Si le modèle assimilationniste turc ne tolère traditionnellement pas beaucoup l’affichage d’appartenances communautaires, une évolution importante a été engagée depuis l’arrivée au pouvoir de Recep Tayyip Erdogan et de son parti, le Parti de la justice et du développement (AKP). En effet, dans le cadre d’une libéralisation générale, les appartenances ethnico-religieuses ont été plus aisément évoquées : les mots « Kurde », « Tcherkesse », « Laze », « Arménien » apparaissent, par exemple, plus fréquemment dans les débats publics depuis 2002. En s’adressant aux 15 à 25 millions d’alévis qui se réclament d’Ali (gendre du prophète de l’islam, Mahomet), le président turc, Recep Tayyip Erdogan, sunnite, ira même jusqu’à déclarer à plusieurs reprises : « Si l’alévisme est l’amour d’Ali, je suis le premier des alévis. »

Quelques semaines encore avant la vidéo, la marginalisation de cette minorité qui a subi plusieurs massacres au cours de son histoire et la tradition kémaliste laïque avaient poussé à la discrétion l’ancien haut fonctionnaire. Les représentants de l’exécutif, président en tête, n’ont pas manqué de réagir : « Personne ne t’a demandé si tu es alévi ou pas. Nous avons aussi du respect pour les alévis (…), mais quel intérêt de le dire ? »

Lors de la campagne présidentielle de 2014, Erdogan avait toutefois déclaré, en rappelant subtilement les convictions religieuses de son opposant, qui soutenait à l’époque le candidat Ekmeleddin Ihsanoglu : « Kiliçdaroglu, tu peux être alévi. Moi, je te respecte. Il ne faut pas en avoir honte ni en avoir peur. Dis-le tranquillement. Moi, je suis sunnite. Je le dis tranquillement. Il ne faut pas en avoir honte. Il ne faut pas tromper les gens. »
§ §
● **ÉNONCÉ A**: Selon le texte sur les alévis en Turquie, depuis quelle année les mots « Kurde », « Tcherkesse », « Laze » et « Arménien » apparaissent-ils plus fréquemment dans les débats publics ?

● **EXTRAITS DES DONNÉES**:
§ §
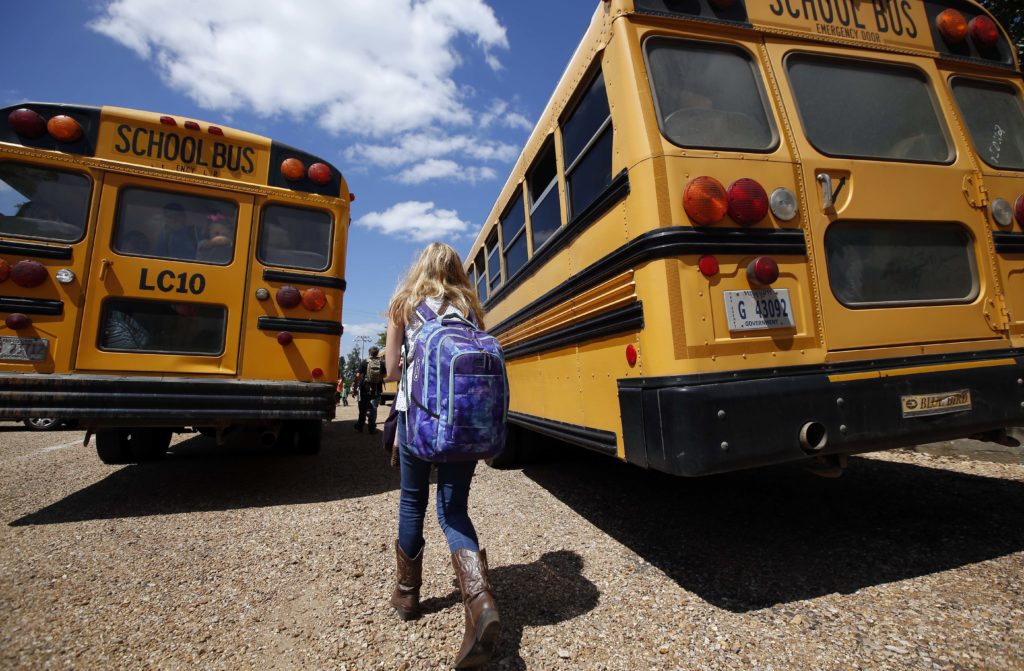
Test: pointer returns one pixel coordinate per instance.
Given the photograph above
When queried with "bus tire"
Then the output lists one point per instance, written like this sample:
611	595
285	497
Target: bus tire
112	446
§ §
● **ÉNONCÉ B**: Recopiez à l'identique toutes les lignes des enregistrements ci-dessus. Laissez les images de côté dans votre réponse.

● **CORRIGÉ A**: Depuis 2002.

● **CORRIGÉ B**:
Test: pointer returns one pixel coordinate per instance.
Given the photograph above
When queried with "bus tire"
Then the output lists one point per instance, written like this sample:
611	595
285	497
Target: bus tire
112	446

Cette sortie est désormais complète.